Wednesday, August 2, 2023

On The Novel: Thank You, Milan Kundera II

 If you are not interested in writing fiction, or my navel-gazing meditations on my own writing, feel to move on. I continue what I started in Cormac McCarthy's Style - Commentary on MFAs Writing the Future and On The Novel: Thank You, Milan Kundera I. Here I am thinking out loud and keeping notes for myself and offering ideas for others. That my "Love Stinks" has received rather negative views has been a bit of a shock. Working through this shock, the material coming out when Kundera died, impelled this run of writing. 

With Kundera's death, The Paris Review released its interview with the man from behind its paywall. His Art of the Novel opened my eyes. He expresses some of the same ideas in Milan Kundera, The Art of Fiction No. 81:

INTERVIEWER

You have said that you feel closer to the Viennese novelists Robert Musil and Hermann Broch than to any other authors in modern literature. Broch thought—as you do—that the age of the psychological novel had come to an end. He believed, instead, in what he called the “polyhistorical” novel.

---+---

Write what comes next in the blog post about Milan Kundera and the novel, picking up after its last line.

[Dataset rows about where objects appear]
---+---

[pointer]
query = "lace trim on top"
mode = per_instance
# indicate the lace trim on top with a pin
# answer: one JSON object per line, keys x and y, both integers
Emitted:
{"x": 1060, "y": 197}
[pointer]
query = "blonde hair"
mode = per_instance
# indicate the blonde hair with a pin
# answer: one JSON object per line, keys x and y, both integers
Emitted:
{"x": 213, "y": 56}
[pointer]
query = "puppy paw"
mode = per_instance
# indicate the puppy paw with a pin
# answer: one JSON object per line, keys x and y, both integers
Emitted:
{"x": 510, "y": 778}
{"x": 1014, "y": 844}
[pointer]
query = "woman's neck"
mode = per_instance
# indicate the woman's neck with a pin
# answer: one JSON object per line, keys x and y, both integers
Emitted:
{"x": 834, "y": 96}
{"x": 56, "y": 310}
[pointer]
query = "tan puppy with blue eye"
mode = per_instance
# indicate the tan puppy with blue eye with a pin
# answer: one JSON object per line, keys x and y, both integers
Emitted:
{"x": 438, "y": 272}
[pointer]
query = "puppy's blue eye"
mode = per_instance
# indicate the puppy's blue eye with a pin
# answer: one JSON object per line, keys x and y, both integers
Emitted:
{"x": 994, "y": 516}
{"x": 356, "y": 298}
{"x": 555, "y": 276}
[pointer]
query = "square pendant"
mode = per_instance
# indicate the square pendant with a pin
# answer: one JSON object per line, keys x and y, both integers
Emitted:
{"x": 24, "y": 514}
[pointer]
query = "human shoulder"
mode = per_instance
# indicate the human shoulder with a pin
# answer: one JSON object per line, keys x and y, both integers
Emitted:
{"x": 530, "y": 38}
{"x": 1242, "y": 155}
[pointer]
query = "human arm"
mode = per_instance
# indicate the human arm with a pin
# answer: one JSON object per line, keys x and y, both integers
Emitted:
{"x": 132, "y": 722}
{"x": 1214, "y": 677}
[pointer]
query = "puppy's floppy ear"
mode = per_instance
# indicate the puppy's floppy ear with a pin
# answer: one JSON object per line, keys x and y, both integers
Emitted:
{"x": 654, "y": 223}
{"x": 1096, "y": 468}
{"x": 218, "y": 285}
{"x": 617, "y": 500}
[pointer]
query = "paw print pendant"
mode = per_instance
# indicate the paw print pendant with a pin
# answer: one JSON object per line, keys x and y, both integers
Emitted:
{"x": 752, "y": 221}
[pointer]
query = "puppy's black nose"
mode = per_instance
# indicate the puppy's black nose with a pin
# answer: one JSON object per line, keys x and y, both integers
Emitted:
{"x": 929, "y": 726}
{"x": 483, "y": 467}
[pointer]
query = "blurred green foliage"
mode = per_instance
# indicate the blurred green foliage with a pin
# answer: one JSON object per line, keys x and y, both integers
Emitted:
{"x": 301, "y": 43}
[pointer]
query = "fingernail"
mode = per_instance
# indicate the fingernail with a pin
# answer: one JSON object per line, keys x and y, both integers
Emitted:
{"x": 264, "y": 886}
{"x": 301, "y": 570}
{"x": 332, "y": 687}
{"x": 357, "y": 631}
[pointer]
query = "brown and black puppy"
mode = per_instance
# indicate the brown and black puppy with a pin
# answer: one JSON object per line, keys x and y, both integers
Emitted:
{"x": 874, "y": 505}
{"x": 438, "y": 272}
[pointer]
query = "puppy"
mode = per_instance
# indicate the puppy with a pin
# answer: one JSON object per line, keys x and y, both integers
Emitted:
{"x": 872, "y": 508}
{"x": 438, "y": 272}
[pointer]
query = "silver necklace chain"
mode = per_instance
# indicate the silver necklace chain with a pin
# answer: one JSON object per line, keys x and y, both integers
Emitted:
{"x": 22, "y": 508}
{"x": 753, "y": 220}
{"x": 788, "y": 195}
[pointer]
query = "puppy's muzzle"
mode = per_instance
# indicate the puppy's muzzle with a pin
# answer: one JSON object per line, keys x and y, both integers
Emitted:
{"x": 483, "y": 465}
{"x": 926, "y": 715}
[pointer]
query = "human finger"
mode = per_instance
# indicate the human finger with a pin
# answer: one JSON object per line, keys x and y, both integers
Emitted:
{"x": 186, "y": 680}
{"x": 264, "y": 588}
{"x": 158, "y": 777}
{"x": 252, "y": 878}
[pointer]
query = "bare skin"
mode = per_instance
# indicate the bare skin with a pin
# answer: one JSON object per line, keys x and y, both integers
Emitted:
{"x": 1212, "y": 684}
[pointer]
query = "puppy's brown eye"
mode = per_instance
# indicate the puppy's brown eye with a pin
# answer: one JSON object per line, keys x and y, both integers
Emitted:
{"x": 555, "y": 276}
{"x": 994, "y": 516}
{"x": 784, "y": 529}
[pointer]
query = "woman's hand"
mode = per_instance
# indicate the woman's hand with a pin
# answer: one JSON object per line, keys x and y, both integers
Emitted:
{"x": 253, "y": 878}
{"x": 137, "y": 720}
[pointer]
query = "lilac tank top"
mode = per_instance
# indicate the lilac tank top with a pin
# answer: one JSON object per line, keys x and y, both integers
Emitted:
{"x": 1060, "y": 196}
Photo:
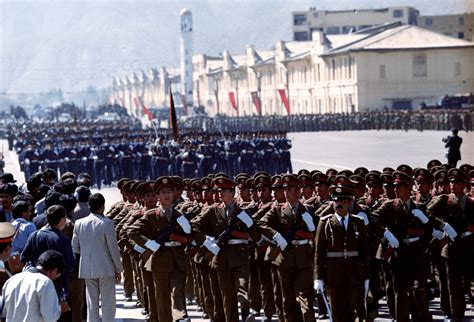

---+---

OUTPUT FOR THIS EXERCISE:
MILAN KUNDERA

Musil and Broch saddled the novel with enormous responsibilities. They saw it as the supreme intellectual synthesis, the last place where man could still question the world as a whole. They were convinced that the novel had tremendous synthetic power, that it could be poetry, fantasy, philosophy, aphorism, and essay all rolled into one. In his letters, Broch makes some profound observations on this issue. However, it seems to me that he obscures his own intentions by using the ill-chosen term “polyhistorical novel.” It was in fact Broch’s compatriot, Adalbert Stifter, a classic of Austrian prose, who created a truly polyhistorical novel in his Der Nachsommer [Indian Summer], published in 1857. The novel is famous: Nietzsche considered it to be one of the four greatest works of German literature. Today, it is unreadable. It’s packed with information about geology, botany, zoology, the crafts, painting, and architecture; but this gigantic, uplifting encyclopedia virtually leaves out man himself, and his situation. Precisely because it is polyhistorical, Der Nachsommer totally lacks what makes the novel special. This is not the case with Broch. On the contrary! He strove to discover “that which the novel alone can discover.” The specific object of what Broch liked to call “novelistic knowledge” is existence. In my view, the word “polyhistorical” must be defined as “that which brings together every device and every form of knowledge in order to shed light on existence.” Yes, I do feel close to such an approach.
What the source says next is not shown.